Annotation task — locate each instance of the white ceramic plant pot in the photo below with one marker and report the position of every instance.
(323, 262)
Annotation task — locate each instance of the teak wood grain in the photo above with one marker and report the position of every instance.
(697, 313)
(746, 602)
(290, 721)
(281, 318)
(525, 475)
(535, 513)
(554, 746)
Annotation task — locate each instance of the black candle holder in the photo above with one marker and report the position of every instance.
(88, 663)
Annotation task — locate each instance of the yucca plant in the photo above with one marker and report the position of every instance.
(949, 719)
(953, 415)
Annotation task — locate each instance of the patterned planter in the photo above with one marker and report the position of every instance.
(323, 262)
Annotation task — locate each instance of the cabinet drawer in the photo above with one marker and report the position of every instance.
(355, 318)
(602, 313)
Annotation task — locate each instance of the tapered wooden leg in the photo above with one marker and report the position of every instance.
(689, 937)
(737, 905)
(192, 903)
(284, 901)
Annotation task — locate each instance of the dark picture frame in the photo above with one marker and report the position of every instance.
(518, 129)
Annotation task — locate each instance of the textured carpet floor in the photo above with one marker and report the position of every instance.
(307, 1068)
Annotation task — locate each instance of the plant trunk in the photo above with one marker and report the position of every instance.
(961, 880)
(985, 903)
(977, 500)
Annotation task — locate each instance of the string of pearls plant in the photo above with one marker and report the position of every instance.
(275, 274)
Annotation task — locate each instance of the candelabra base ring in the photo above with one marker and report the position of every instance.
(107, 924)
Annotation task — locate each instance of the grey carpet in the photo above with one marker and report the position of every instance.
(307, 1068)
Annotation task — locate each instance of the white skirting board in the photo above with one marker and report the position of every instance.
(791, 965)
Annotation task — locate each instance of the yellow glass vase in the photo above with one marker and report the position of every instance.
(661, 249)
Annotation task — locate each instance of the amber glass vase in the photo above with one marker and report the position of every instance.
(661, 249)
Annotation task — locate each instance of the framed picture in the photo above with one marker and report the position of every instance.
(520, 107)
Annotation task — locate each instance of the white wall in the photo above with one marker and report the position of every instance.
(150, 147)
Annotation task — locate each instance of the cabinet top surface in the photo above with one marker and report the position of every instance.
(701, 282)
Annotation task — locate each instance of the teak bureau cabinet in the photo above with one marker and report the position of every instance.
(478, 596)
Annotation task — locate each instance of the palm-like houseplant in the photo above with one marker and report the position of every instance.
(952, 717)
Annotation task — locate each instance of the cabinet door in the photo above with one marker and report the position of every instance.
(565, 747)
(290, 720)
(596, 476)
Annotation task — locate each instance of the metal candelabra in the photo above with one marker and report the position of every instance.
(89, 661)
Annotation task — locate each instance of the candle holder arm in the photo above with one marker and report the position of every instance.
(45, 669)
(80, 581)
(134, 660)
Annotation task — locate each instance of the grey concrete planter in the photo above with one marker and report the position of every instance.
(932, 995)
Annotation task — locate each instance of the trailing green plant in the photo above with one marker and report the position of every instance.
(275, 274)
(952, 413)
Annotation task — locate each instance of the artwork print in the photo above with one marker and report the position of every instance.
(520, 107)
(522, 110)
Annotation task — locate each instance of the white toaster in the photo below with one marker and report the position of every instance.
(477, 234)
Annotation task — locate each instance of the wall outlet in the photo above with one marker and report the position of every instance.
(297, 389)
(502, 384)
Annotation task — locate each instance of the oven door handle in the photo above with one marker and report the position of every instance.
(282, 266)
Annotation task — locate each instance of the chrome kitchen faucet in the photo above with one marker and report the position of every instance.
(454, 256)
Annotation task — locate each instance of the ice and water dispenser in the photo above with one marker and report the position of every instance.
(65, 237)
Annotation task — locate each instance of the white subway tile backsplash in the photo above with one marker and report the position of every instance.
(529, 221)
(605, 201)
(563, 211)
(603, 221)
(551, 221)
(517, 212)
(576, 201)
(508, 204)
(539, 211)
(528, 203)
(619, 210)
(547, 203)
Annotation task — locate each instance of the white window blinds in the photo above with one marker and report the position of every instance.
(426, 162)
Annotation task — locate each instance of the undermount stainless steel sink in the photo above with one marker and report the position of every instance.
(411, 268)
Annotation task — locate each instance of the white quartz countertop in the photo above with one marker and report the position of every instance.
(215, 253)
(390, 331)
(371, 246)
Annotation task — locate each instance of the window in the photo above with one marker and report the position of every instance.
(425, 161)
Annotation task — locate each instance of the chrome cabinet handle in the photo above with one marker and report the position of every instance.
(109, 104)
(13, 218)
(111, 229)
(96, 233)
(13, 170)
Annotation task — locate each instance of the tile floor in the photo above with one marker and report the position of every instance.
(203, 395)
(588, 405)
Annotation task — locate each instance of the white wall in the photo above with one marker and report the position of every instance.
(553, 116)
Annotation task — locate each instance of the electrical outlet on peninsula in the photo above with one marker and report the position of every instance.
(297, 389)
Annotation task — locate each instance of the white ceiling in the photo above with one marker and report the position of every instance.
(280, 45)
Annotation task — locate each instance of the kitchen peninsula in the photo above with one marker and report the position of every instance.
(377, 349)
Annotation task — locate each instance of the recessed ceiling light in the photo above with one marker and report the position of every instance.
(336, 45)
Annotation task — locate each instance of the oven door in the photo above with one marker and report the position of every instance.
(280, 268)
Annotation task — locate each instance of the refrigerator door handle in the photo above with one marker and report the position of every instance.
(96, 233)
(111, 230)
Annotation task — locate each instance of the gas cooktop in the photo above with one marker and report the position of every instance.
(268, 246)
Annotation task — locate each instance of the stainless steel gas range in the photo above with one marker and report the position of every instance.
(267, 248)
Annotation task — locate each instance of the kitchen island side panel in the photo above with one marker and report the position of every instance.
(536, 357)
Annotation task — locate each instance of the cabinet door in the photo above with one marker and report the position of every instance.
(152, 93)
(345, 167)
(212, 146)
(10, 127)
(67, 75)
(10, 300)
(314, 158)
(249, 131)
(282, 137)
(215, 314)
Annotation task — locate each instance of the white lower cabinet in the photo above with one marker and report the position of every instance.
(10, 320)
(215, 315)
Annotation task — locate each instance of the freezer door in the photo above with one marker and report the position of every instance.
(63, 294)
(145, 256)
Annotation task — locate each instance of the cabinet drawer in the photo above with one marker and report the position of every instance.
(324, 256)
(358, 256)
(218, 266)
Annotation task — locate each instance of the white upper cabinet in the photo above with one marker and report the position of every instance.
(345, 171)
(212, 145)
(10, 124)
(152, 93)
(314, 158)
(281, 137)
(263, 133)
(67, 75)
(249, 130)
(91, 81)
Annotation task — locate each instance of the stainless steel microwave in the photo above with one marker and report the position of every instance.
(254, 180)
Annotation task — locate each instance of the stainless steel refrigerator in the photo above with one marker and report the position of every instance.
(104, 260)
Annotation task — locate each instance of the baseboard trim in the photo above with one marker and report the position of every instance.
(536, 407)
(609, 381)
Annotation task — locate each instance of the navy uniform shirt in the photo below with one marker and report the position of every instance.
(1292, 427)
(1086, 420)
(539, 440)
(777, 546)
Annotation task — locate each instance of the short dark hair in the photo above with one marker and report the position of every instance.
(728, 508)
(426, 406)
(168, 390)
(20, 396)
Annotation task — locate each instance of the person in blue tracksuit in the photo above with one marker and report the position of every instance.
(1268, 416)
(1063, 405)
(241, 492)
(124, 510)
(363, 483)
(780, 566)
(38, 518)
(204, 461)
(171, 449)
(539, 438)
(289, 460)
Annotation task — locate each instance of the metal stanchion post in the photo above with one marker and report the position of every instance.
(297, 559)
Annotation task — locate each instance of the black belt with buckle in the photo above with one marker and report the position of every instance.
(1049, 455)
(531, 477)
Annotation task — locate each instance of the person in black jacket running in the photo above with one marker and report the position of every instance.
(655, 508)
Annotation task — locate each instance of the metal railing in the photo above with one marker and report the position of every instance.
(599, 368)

○ ○ ○

# Task requirements
Each record, exactly as written, is to be printed again.

# Task output
Annotation task — locate each instance of the white ceramic plant pot in the photo below with one marker and report the position of every instance.
(323, 262)
Annotation task — locate each instance of the teak wood grain in the photo above with one marker and report the position of every instance.
(697, 313)
(746, 602)
(290, 721)
(281, 318)
(525, 475)
(535, 513)
(554, 746)
Annotation task — locate each instance of the black candle holder in the photo above with one marker and report the position of every instance.
(88, 663)
Annotation task — locate each instance of the yucca plant in the photo above with one marker and report the position of every instance.
(949, 719)
(953, 415)
Annotation task — locate each instance of the patterned planter in the photo above with one marker and report the position of every instance.
(323, 262)
Annotation task — locate each instance of the cabinet drawer in the photo above with one marker and report the position of every instance.
(355, 318)
(602, 313)
Annotation task — locate each instance of the tapered wooden leg in the photo above with one marker and report the position of every instance.
(689, 937)
(737, 905)
(192, 903)
(284, 901)
Annotation task — locate each instance of the dark picture frame in the photo above with one marker and report the position of every instance.
(518, 129)
Annotation task — locate each instance of the textured carpet floor in the photo above with one marker and report the position of every instance.
(307, 1068)
Annotation task — locate each instance of the plant trunk in the photo above with one marker and report the position of every instance.
(961, 880)
(985, 903)
(977, 500)
Annotation task — locate each instance of the string of pearls plant in the photo above with one marker and report the position of every instance.
(275, 274)
Annotation task — locate each instance of the candelabra base ring in the photo above with one marker and report the position of every instance.
(107, 924)
Annotation task — locate each instance of the grey carpet in the photo above with one marker and report the position of every instance.
(307, 1068)
Annotation task — locate each instance of the white skirting board in the photo above with one marker and report the position of every instance.
(791, 965)
Annotation task — locate each instance of the yellow glass vase in the photo above with one marker and report the position of every instance.
(661, 249)
Annotation task — locate each instance of the amber glass vase in the photo above with one marker and report the position of every instance.
(661, 249)
Annotation task — locate each instance of the framed picture in the photo above with one marker and report the position of every instance.
(520, 107)
Annotation task — locate each instance of the white wall in the photo above with one marker and report the position of every instance.
(150, 147)
Annotation task — locate each instance of the cabinet top surface in the photo above with one marker and report the position of every instance.
(701, 282)
Annotation task — locate each instance of the teak bureau cabinet in the photo above with one marker and report the position of every instance.
(478, 596)
Annotation task — locate each instance of the palm-like houseplant in the photo above with one marker and report the position of every instance.
(952, 717)
Annotation task — locate each instance of the cabinet door in the photo above with one marker and report the position of every instance.
(565, 747)
(290, 720)
(596, 476)
Annotation task — locate each instance of the metal candelabra in the photo above with one marker and report the position of every instance.
(89, 661)
Annotation task — locate each instance of the candle holder arm in the photo above with one marker and report the position of every instance.
(45, 669)
(80, 581)
(134, 660)
Annotation task — locate each instance of the grey concrete planter in the photo above with one marker and report the position of every instance.
(932, 995)
Annotation task — locate each instance of the trailing green plant in the photo above with one marker and report the position of every instance.
(275, 274)
(952, 413)
Annotation task — locate each instance of the artwork print in the photo above with one marker and report the position of every instance.
(520, 107)
(522, 110)
Annotation task — locate each instance of the white toaster in the photo below with one marker and report the position of every instance.
(477, 234)
Annotation task — locate each instance of the wall outlet in the photo above with one marker and report the position of every instance.
(297, 389)
(502, 384)
Annotation task — locate each instance of the oven door handle in the photo above with one marker and report the position of every instance.
(282, 266)
Annotation task — locate each instance of the chrome kitchen faucet in the photo above with one marker and report the position of every instance.
(454, 256)
Annotation task — locate each instance of the ice and water dispenser in the photo above with one marker and report the position of every instance.
(65, 237)
Annotation task — locate each instance of the white subway tile backsplash in the photo above with one marker and report the position of every instance.
(529, 221)
(605, 201)
(563, 211)
(603, 221)
(551, 221)
(517, 212)
(576, 201)
(508, 204)
(539, 211)
(528, 203)
(619, 210)
(547, 203)
Annotation task — locate each instance of the white window blinds in the photo above with one marker and report the position of every instance.
(426, 162)
Annotation task — locate each instance of the undermount stainless steel sink in the photo above with one marker and report the position of every instance.
(411, 268)
Annotation task — locate each instance of the white quartz countertop in the photo above with one marker and report the position of every instance.
(215, 253)
(390, 331)
(371, 246)
Annotation task — locate each instance of the window in the photo above with one marker and report the position of every instance.
(425, 161)
Annotation task — locate each instance of the chrome cabinet handle in the photo above with one marker and report the position of every instance.
(109, 104)
(13, 218)
(111, 229)
(96, 233)
(13, 170)
Annotation task — locate each instance of the tile floor in the photo above with one marker and report the position of every instance.
(203, 395)
(588, 405)
Annotation task — locate each instance of the white wall in the photo above with one marker and report the position of every instance.
(553, 116)
Annotation task — locate each instance of the electrical outlet on peninsula in the photo above with one marker and report the position of every instance.
(297, 389)
Annotation task — locate each instance of the white ceiling in the photo above with one marker and report the position of every instance.
(280, 45)
Annotation task — locate each instance of the kitchen peninsula in the photo above with one marker and report the position of every instance.
(377, 349)
Annotation task — locate each instance of the recessed ceiling light in the photo above with one marker and report the position of every instance.
(336, 45)
Annotation task — locate each instance of the oven door in the photo above with one marker and report the position of every instance.
(280, 268)
Annotation task — locate each instance of the refrigerator door handle in the photo above with one marker and report the position of every instance.
(96, 233)
(111, 230)
Annotation task — locate each instance of the gas cooktop in the photo above with one marker and report the position of every instance.
(268, 246)
Annotation task — locate each instance of the stainless steel gas range in the photo above with one marker and report the position of every instance.
(267, 248)
Annotation task — locate each instance of the kitchen island side panel in the photo above with one marker and report the position of every instance.
(536, 357)
Annotation task — locate each instance of the cabinet door in the photo above with one marker and report the position of every instance.
(152, 93)
(345, 167)
(212, 146)
(10, 127)
(67, 75)
(10, 300)
(314, 158)
(249, 131)
(282, 137)
(215, 314)
Annotation task — locate each instance of the white lower cabinet in the photo above with one marker and report the position of every instance.
(10, 320)
(215, 315)
Annotation task — locate each instance of the freezer door in the photo above with one marker and report the position of every instance.
(63, 294)
(145, 256)
Annotation task — locate each instance of the cabinet drawer in the photo above with one marker and report the position of every instance.
(324, 256)
(358, 256)
(218, 266)
Annotation task — locate each instance of the white upper cabinet in the photo above with one marker and report the position of every instance.
(345, 171)
(212, 145)
(10, 124)
(152, 93)
(314, 158)
(281, 137)
(263, 133)
(67, 75)
(249, 130)
(91, 81)
Annotation task — locate each instance of the stainless steel microwave in the photo above with one marker and report the position of every instance.
(254, 180)
Annotation task — locate each instance of the stainless steel refrigerator in the photo above with one marker and report the position of every instance.
(104, 260)
Annotation task — locate each instance of the baseboard trim in the photo above with one marker and report the position of every instance.
(536, 407)
(609, 381)
Annotation task — locate each instance of the navy uniform shirt in the photo below with one marker and report the position of every instance.
(1292, 427)
(1086, 420)
(539, 440)
(777, 546)
Annotation task — locate each instance of the short dark hair in the photo above with one marker and report the position of every instance.
(728, 508)
(426, 406)
(168, 390)
(20, 396)
Annotation task — locate each instance of the person in blue tracksuit in the photo above with one marker and report the position of every instance.
(1268, 416)
(1063, 405)
(241, 492)
(124, 510)
(363, 483)
(780, 566)
(38, 518)
(204, 461)
(171, 449)
(539, 438)
(289, 460)
Annotation task — locate each instance of the metal stanchion post in the photo above with one marker and report the position of every instance.
(297, 559)
Annotation task — locate each instance of the black belt with buckle in the photo above with one marker and report the position of every instance.
(1049, 455)
(531, 477)
Annotation task — locate each instance of the person in black jacket running in the photo above with one marker and report the position of every instance.
(655, 508)
Annotation task — locate each instance of the metal railing in the photo above with one marker and report the position of every instance.
(599, 368)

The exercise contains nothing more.